Spatial localization data:
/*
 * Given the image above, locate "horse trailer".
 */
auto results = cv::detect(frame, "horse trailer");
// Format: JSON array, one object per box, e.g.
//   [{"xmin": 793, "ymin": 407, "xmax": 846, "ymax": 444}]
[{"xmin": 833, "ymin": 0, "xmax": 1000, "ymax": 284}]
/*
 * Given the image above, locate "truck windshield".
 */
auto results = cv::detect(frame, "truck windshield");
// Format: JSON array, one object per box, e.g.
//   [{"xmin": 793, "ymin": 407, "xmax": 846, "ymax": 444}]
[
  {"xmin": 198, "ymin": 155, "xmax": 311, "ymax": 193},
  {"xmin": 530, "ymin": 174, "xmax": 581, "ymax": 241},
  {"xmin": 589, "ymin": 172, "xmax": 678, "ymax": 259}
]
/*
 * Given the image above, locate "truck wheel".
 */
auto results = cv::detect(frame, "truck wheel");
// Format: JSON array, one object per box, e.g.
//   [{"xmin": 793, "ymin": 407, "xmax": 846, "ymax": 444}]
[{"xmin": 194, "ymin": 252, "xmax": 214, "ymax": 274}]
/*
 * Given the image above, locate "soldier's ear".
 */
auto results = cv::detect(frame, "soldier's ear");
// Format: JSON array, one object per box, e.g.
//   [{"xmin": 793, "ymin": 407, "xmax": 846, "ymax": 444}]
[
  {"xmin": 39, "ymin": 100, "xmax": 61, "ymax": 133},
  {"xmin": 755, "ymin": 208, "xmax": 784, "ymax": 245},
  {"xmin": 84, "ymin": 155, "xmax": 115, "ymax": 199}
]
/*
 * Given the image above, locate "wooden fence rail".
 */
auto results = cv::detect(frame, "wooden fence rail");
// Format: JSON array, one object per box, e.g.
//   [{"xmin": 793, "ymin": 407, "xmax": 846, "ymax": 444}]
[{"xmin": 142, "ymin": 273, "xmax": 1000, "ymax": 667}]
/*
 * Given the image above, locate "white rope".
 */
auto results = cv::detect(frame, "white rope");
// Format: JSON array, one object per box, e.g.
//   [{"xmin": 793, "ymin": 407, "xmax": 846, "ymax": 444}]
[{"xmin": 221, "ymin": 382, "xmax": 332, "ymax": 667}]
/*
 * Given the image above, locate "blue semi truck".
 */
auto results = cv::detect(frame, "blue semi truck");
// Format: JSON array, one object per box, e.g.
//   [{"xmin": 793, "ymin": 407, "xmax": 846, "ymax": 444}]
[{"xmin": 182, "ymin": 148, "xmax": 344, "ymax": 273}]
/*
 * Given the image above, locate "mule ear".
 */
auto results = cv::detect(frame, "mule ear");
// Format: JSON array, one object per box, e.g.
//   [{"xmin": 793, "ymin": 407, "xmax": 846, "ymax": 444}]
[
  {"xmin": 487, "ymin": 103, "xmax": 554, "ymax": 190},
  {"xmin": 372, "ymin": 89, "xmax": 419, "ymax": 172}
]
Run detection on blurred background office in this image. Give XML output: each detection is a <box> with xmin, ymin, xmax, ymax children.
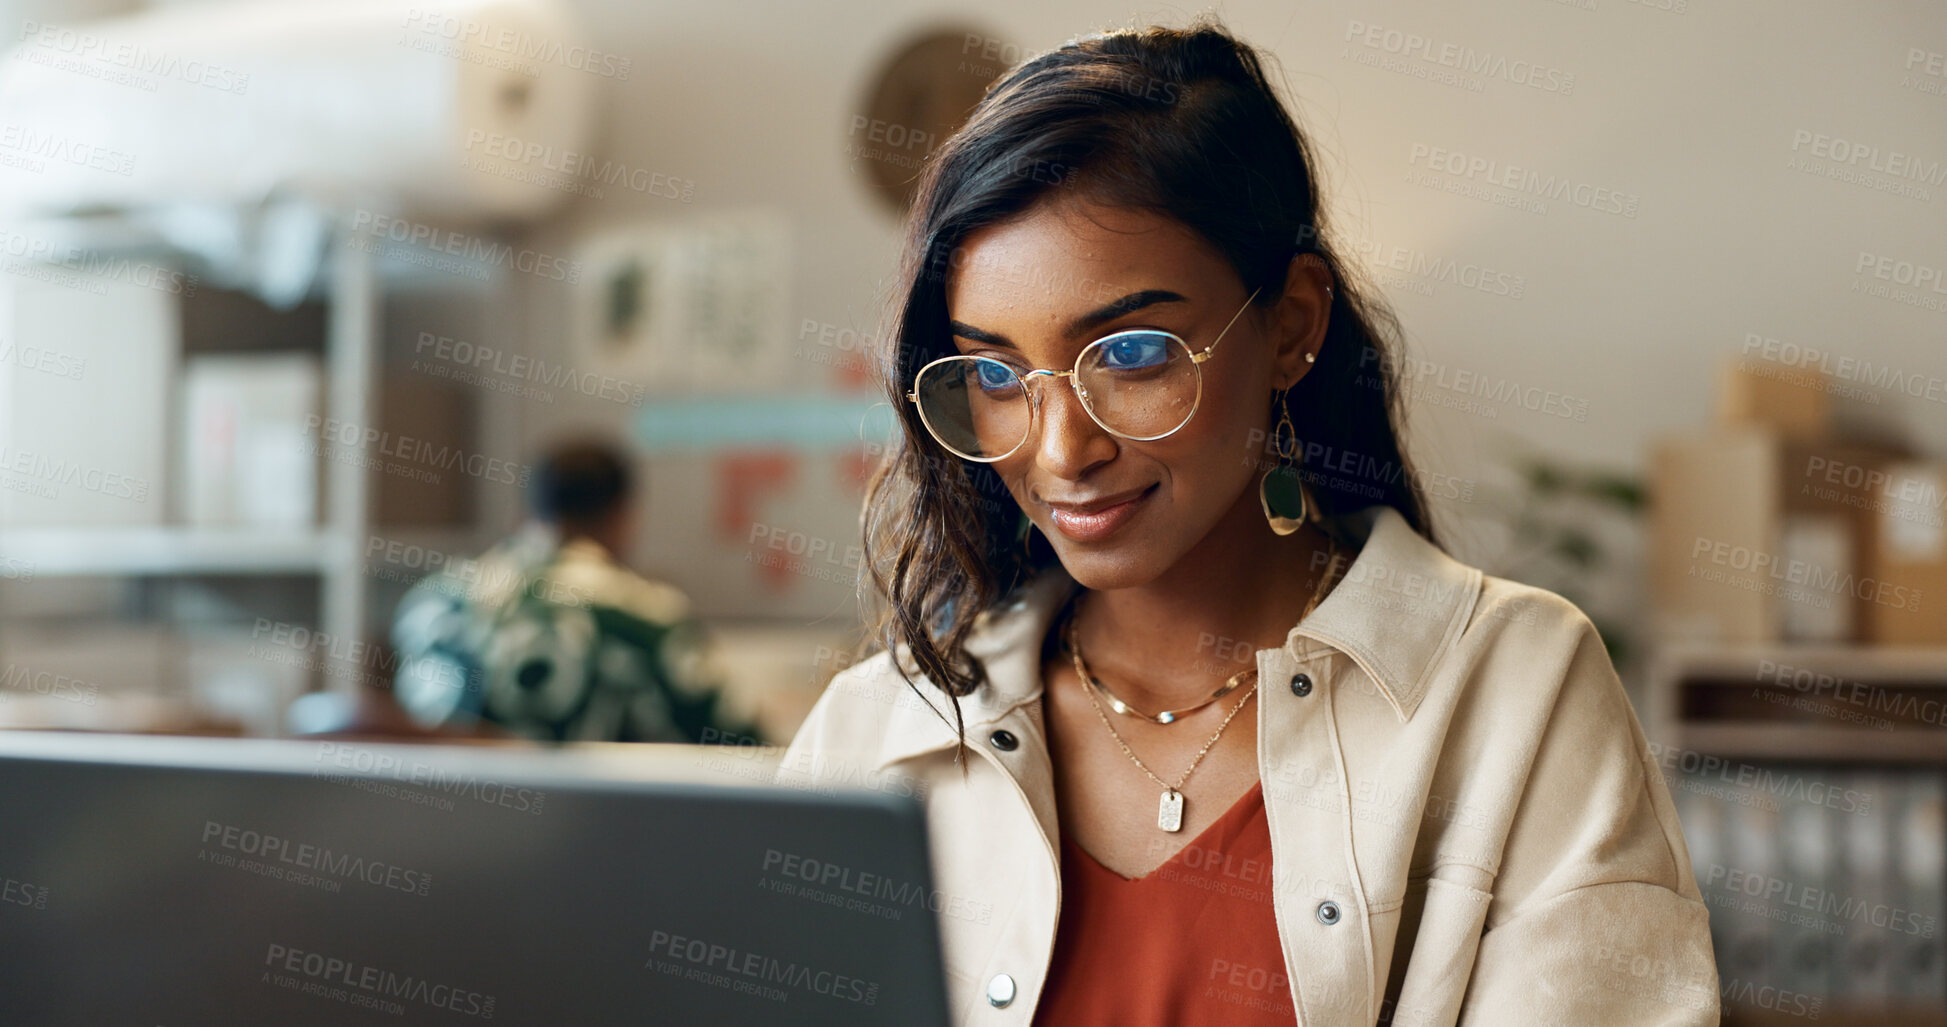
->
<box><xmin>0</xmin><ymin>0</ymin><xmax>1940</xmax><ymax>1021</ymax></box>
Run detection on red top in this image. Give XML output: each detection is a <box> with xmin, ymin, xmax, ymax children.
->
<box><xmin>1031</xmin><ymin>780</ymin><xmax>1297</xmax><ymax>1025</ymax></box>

--

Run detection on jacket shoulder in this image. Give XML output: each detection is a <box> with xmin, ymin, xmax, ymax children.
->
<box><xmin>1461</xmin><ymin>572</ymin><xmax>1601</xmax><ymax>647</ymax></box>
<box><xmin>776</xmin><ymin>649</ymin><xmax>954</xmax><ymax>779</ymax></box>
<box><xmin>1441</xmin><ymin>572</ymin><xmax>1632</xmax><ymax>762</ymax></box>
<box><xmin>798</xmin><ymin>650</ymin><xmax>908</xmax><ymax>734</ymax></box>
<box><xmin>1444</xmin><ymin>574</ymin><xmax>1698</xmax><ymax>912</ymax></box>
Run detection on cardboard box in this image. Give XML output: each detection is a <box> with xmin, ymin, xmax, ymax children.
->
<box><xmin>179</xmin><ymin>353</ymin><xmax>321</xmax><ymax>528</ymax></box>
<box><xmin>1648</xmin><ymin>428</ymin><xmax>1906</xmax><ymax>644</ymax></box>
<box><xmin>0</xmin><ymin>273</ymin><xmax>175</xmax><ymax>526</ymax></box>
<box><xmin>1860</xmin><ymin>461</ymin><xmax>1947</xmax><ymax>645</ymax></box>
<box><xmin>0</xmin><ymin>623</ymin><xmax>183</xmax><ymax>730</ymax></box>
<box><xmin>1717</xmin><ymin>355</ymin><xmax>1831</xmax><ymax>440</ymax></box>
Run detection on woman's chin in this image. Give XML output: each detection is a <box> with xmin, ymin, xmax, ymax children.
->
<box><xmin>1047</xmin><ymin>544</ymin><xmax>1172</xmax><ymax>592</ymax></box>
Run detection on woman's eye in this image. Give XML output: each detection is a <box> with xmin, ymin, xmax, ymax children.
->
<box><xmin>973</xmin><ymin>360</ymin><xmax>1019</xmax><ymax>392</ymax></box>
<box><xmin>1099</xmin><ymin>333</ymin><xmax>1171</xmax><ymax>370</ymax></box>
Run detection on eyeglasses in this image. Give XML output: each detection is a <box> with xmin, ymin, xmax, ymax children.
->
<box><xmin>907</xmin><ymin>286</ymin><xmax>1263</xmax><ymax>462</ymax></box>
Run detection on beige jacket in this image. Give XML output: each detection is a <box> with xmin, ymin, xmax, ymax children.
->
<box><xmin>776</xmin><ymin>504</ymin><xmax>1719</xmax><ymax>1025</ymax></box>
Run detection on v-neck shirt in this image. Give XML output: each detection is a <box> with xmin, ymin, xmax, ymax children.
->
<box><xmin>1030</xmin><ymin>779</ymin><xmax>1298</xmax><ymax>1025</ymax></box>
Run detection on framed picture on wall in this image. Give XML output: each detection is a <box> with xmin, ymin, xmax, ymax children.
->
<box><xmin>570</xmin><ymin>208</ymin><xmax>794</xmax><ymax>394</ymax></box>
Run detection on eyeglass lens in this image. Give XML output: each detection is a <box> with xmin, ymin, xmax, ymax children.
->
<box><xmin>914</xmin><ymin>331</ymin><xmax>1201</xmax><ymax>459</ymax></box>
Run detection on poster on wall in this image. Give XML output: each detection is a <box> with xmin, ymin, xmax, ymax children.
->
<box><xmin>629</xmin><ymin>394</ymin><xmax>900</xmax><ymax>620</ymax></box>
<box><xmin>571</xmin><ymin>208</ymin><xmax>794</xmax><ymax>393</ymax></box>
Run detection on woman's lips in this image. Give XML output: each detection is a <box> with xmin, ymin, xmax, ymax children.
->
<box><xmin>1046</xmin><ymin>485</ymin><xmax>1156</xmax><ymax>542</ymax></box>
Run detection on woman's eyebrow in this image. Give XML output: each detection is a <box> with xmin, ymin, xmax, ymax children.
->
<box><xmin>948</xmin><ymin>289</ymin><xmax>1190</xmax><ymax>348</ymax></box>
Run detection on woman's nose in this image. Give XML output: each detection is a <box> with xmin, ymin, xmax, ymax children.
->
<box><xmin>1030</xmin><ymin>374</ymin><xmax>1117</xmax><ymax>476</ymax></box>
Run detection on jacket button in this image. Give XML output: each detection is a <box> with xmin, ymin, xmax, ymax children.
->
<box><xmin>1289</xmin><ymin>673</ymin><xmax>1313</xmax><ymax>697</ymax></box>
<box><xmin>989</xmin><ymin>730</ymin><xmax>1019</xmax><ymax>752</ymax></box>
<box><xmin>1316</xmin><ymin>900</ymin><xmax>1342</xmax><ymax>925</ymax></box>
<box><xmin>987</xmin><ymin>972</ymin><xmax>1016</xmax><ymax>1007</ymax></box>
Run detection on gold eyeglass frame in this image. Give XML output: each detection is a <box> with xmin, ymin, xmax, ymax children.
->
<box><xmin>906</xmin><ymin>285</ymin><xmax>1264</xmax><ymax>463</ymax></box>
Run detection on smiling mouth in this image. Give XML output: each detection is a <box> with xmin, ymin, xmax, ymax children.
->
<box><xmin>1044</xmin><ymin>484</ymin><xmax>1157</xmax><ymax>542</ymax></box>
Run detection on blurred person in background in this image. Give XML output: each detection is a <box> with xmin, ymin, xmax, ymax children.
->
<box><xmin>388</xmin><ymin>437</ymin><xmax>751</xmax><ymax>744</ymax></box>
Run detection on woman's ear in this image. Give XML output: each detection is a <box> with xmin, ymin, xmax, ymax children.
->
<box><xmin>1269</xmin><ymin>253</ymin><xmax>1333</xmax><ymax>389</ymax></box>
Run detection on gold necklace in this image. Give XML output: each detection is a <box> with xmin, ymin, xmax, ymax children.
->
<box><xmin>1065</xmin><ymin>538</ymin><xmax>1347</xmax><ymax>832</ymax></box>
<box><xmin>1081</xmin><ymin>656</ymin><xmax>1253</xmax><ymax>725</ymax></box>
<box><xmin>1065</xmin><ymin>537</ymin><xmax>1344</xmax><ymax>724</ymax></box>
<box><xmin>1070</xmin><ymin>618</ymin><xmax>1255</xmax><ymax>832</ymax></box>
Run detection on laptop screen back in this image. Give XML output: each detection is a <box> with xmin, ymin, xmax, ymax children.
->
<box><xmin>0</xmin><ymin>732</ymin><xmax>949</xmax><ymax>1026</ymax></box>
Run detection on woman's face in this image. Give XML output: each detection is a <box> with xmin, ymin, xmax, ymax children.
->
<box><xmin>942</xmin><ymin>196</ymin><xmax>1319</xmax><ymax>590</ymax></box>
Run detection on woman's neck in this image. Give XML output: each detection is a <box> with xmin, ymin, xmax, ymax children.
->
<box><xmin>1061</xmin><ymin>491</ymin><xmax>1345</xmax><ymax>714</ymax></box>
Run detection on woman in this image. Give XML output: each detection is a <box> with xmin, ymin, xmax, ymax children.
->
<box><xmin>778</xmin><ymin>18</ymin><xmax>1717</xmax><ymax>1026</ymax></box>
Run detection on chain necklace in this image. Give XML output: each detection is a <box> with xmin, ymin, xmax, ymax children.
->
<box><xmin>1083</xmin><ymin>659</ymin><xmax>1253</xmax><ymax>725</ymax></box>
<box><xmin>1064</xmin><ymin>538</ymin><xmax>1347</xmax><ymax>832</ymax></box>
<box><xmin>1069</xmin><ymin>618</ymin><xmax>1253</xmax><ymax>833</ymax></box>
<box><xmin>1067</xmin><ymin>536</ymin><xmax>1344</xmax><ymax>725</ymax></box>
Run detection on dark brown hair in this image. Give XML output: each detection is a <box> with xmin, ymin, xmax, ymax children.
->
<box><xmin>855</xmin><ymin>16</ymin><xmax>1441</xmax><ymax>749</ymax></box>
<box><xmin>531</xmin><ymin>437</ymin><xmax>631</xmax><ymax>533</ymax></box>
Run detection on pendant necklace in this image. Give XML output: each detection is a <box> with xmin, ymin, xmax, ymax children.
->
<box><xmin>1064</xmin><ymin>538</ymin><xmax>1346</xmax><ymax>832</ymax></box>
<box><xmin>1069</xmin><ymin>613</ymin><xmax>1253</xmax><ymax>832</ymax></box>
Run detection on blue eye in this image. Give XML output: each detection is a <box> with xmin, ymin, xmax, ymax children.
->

• [Task goal]
Using the data above, return every line that contains the string "fence".

• [Final answer]
 * Given the image above, locate "wooden fence rail".
auto results = cv::detect(frame, "wooden fence rail");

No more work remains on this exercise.